__Brief__. In the passage about building a new facility, what kind of access does the speaker want to provide more of in place of ladders?

# Extracted text start

If you're building a brand new facility, chances are, you're thinking about providing access that's better than what you have in the current facility, I want to provide more stair access versus ladders, and get my guys thinking more in terms of maintaining my equipment better than what I had before. Then the other part is just I know when Todd & Sergeant built a new office here 15 years ago versus the old office we're in. Is it better team morale? Like, I love being in this new facility that we work out of today, this new office. And yeah, what does a lot of your team prefer to work in a facility with state-of-the-art improvements versus in an old one? I'm a farmer. So I think I can say this, you know, I know I've got some worn-out structures. And I know I've got some worn-out equipment. And then I know I've got some really awesome precision equipment and tractors and combine. So it's, yeah, it says, Hey, what do I like working in the state of Florida, that facility is worn out structure from days of old and obviously, you've got individuals that you've got to keep happy, you've got employees, you've got to keep happy. And if somebody else has built a state-of-the-art facility, 3545 minutes down the road, they might be swayed to want to go work for that group because of their new facility.

# Extracted text end
# Recorded information start

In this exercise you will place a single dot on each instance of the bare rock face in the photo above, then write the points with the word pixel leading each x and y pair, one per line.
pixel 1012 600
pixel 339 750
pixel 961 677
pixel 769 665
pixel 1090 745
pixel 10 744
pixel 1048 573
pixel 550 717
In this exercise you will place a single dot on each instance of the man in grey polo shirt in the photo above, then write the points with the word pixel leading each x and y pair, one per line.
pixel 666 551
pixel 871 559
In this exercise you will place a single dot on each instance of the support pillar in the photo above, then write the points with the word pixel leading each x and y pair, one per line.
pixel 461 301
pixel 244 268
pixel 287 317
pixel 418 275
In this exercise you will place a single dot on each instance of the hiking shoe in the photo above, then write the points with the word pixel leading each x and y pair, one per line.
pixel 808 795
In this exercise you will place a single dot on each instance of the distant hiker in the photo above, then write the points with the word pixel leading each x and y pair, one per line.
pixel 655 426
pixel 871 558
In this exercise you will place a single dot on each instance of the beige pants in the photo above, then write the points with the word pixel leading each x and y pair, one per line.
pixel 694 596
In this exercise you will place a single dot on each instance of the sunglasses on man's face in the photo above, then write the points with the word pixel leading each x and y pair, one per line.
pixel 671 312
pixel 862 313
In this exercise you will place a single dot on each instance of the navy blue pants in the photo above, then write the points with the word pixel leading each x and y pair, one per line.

# Recorded information end

__The solution__. Stair access.